= Provided records =
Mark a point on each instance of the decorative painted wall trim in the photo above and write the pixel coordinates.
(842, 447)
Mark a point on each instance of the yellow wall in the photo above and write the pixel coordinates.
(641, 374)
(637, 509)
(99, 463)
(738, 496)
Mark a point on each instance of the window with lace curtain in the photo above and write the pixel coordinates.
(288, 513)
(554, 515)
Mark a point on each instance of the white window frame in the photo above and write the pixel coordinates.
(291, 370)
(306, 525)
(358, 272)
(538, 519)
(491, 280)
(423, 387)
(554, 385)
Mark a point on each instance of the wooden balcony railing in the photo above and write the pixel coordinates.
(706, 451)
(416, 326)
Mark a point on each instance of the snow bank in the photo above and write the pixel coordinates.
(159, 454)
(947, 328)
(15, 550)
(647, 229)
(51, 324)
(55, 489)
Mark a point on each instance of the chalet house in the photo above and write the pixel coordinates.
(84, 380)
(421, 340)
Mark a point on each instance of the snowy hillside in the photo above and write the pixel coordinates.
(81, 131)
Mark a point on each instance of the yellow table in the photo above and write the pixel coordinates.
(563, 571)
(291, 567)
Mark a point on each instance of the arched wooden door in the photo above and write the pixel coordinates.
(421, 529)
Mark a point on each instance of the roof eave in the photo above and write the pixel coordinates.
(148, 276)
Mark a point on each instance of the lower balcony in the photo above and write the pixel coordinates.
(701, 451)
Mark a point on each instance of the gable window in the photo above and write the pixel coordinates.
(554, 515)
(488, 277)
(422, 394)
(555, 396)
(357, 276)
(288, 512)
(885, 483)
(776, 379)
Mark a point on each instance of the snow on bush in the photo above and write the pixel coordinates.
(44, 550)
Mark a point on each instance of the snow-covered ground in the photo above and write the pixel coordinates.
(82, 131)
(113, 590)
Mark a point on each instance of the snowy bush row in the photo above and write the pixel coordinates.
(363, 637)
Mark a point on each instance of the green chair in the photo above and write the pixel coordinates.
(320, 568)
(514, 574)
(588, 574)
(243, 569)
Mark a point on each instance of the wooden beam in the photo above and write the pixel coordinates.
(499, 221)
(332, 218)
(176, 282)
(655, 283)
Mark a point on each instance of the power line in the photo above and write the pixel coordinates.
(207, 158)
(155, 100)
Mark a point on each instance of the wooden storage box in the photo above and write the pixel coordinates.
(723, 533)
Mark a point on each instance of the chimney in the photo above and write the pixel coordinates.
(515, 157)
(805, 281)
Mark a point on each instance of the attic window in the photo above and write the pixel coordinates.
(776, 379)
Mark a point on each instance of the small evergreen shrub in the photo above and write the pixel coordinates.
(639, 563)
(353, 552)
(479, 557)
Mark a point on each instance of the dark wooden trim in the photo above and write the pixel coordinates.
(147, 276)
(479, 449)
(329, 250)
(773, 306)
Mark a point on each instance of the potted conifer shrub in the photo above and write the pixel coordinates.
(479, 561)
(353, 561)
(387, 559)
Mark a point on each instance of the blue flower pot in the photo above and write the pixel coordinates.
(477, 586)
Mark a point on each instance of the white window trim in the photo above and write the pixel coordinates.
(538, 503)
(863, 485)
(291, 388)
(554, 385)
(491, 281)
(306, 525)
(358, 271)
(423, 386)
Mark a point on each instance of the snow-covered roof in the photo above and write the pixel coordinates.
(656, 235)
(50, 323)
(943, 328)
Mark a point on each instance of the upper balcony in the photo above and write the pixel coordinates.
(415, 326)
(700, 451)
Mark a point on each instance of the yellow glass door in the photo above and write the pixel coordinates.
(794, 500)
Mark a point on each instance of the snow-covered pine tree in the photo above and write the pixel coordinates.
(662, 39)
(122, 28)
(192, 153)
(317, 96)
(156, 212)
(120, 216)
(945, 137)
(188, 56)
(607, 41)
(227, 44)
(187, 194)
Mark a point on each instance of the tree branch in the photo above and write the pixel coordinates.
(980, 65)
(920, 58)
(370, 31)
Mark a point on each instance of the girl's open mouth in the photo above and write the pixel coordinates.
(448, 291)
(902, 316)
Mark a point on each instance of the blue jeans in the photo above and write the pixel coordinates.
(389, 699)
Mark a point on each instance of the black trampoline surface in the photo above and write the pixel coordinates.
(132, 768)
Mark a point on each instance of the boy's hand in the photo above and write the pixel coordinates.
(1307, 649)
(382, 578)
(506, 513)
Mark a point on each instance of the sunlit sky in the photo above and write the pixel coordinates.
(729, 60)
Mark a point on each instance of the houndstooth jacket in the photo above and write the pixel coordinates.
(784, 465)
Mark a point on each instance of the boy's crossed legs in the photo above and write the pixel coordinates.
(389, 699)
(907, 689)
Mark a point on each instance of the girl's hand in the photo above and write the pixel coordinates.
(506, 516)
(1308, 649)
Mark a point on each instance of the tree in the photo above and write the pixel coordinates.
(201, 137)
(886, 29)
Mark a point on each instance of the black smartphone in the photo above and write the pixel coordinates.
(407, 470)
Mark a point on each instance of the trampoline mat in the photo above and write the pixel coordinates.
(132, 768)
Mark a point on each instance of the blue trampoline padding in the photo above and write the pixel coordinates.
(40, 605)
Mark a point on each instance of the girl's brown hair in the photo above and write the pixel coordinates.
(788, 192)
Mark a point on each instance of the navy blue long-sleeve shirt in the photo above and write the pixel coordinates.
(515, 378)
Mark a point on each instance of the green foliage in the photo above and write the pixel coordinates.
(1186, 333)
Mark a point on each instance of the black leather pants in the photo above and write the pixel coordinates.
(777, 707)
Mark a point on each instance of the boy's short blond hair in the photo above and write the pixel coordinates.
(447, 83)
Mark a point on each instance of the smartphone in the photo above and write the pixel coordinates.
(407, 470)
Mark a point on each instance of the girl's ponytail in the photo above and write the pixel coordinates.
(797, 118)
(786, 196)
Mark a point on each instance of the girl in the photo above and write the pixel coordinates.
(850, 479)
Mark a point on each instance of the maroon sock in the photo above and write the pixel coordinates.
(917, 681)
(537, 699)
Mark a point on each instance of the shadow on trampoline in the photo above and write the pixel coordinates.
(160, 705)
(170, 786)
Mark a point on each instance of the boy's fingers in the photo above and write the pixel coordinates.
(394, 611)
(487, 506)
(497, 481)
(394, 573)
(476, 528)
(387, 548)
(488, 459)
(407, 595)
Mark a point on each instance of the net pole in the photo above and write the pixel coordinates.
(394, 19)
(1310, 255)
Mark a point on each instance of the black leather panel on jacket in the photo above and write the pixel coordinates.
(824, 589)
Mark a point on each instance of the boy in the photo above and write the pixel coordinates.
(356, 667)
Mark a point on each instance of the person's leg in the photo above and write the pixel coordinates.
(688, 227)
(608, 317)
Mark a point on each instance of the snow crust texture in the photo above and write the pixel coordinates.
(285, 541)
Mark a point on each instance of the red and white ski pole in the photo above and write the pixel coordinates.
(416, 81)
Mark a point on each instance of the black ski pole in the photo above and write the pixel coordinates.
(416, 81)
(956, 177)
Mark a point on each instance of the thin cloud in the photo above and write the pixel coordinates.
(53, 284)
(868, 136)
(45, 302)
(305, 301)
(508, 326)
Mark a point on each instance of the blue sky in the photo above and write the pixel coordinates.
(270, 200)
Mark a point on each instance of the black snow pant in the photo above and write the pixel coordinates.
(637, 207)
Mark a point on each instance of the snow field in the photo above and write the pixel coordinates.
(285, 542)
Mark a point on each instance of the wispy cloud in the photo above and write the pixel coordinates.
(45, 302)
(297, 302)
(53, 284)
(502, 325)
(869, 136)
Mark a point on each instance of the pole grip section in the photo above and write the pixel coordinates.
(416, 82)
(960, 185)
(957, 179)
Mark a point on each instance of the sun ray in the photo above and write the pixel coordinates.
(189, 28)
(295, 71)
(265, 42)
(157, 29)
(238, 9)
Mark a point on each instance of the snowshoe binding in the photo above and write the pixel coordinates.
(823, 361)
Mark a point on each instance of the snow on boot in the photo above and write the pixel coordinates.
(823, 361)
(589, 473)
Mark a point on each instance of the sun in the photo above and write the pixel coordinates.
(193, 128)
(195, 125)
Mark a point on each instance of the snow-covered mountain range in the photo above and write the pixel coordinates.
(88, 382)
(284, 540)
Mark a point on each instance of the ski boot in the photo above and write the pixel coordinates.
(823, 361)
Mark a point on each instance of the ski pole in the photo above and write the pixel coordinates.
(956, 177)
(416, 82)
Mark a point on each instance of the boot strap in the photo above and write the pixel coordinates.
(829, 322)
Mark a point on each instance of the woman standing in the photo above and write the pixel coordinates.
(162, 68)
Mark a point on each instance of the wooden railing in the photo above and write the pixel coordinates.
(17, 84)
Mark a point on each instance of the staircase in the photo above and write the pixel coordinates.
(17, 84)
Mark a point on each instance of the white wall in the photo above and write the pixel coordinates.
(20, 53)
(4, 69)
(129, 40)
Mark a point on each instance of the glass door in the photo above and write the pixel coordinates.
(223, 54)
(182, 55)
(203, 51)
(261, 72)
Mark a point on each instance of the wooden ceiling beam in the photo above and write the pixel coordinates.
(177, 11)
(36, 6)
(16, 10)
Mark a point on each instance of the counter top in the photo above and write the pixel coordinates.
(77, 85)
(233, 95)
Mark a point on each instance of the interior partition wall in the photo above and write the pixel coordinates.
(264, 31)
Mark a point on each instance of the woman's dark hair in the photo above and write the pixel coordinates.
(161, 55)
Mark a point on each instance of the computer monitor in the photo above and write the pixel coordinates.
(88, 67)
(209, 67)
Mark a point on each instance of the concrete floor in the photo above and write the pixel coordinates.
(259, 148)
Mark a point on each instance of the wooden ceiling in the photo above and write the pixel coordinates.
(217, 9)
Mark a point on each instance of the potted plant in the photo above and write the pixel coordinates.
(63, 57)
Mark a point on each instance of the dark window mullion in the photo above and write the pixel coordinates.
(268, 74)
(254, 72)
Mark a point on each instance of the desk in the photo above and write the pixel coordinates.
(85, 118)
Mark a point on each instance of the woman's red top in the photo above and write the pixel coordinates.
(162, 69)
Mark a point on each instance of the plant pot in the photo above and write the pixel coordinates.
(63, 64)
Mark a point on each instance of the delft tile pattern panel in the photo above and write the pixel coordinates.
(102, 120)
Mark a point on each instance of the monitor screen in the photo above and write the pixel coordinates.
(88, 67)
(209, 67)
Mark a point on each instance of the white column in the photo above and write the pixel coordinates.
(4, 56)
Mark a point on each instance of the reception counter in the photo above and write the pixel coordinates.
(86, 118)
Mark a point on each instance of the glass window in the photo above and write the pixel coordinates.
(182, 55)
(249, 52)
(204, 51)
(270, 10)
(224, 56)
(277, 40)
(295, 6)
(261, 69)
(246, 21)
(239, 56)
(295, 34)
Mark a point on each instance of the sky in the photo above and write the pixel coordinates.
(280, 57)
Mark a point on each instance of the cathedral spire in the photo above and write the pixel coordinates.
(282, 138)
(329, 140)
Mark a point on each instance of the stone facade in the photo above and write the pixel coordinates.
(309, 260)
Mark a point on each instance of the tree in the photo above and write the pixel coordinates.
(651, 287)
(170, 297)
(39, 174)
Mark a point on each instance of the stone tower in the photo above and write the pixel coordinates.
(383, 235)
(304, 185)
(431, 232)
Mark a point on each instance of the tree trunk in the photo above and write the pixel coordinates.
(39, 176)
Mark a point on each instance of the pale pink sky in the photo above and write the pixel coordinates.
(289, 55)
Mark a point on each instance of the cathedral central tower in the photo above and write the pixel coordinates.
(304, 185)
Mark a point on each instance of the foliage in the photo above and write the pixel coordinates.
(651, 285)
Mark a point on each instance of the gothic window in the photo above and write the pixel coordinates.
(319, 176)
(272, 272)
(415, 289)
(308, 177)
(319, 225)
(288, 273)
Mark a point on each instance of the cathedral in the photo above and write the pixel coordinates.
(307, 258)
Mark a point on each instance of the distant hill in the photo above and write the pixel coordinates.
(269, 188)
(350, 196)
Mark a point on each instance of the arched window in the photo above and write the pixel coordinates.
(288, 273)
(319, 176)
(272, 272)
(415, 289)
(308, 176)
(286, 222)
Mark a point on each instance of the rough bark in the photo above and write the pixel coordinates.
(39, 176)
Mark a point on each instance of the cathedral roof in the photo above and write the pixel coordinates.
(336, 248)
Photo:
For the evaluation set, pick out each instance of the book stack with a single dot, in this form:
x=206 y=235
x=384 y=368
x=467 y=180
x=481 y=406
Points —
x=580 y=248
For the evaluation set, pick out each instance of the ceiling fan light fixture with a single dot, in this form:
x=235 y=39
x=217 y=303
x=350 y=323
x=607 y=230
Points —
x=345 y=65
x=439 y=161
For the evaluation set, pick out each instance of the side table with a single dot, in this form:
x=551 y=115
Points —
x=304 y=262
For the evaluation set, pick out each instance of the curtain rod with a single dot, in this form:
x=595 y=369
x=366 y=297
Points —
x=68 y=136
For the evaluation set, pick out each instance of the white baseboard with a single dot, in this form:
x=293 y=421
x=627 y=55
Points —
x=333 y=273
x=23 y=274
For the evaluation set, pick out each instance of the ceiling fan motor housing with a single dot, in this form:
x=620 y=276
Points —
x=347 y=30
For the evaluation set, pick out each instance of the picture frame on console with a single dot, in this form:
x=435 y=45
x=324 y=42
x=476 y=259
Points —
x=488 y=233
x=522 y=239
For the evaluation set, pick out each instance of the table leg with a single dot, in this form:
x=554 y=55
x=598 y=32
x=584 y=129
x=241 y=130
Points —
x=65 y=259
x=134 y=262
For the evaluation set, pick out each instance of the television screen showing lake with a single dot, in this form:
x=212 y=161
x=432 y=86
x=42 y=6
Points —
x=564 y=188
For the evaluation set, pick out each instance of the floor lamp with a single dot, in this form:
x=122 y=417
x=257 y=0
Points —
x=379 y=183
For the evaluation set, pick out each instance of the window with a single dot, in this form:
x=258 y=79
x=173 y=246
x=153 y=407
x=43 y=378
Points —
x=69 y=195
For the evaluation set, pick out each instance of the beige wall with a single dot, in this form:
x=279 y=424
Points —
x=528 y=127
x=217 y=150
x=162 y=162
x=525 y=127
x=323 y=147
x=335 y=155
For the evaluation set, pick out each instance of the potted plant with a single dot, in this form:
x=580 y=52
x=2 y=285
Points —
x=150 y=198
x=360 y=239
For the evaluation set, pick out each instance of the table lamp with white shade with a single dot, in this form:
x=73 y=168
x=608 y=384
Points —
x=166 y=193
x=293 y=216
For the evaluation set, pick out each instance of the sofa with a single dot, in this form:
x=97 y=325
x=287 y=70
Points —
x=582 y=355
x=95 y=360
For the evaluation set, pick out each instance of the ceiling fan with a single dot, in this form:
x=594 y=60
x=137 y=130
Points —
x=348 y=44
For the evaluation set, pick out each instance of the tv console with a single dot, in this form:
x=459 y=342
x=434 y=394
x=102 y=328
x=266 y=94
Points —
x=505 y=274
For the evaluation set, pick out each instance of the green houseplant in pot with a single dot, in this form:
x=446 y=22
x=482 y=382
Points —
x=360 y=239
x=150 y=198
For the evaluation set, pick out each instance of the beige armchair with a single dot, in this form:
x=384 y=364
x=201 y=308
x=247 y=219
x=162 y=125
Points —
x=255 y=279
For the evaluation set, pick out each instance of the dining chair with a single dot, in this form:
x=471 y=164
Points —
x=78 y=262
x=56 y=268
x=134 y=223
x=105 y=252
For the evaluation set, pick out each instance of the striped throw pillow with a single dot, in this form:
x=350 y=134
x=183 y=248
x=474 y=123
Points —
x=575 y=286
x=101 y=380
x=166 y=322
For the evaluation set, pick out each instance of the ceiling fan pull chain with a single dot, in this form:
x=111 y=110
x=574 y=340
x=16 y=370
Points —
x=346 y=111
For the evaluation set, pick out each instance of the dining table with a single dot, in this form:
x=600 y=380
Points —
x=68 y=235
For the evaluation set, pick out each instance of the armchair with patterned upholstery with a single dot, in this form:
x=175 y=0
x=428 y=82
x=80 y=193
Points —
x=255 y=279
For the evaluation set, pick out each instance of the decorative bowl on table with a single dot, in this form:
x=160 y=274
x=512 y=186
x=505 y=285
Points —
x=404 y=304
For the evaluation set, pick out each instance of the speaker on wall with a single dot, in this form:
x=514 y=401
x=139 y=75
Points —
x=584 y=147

= What to produce =
Only the lines from the one containing "For the evaluation set, pick out each instance of the striped" through the end of the entries above belong in the answer; repeat them exactly.

= Reply =
For the evaluation set, pick out each instance of the striped throw pillow with a single dot, in this form:
x=350 y=134
x=183 y=248
x=474 y=123
Points —
x=575 y=286
x=101 y=380
x=166 y=322
For the evaluation set, pick out each instance of the ceiling fan pull chain with a single dot, in this form:
x=111 y=110
x=574 y=340
x=16 y=370
Points —
x=346 y=111
For the evaluation set, pick out each instance of the dining table with a single dot, in this form:
x=600 y=380
Points —
x=68 y=235
For the evaluation set, pick out each instance of the armchair with patterned upholstery with a single dot, in this form:
x=175 y=0
x=428 y=82
x=80 y=193
Points —
x=255 y=279
For the evaluation set, pick out each instance of the decorative bowl on table with a single dot, in this form:
x=160 y=274
x=512 y=186
x=505 y=285
Points —
x=404 y=304
For the evaluation set, pick out each instance of the speaker on wall with a single dot, in this form:
x=514 y=401
x=139 y=75
Points —
x=584 y=147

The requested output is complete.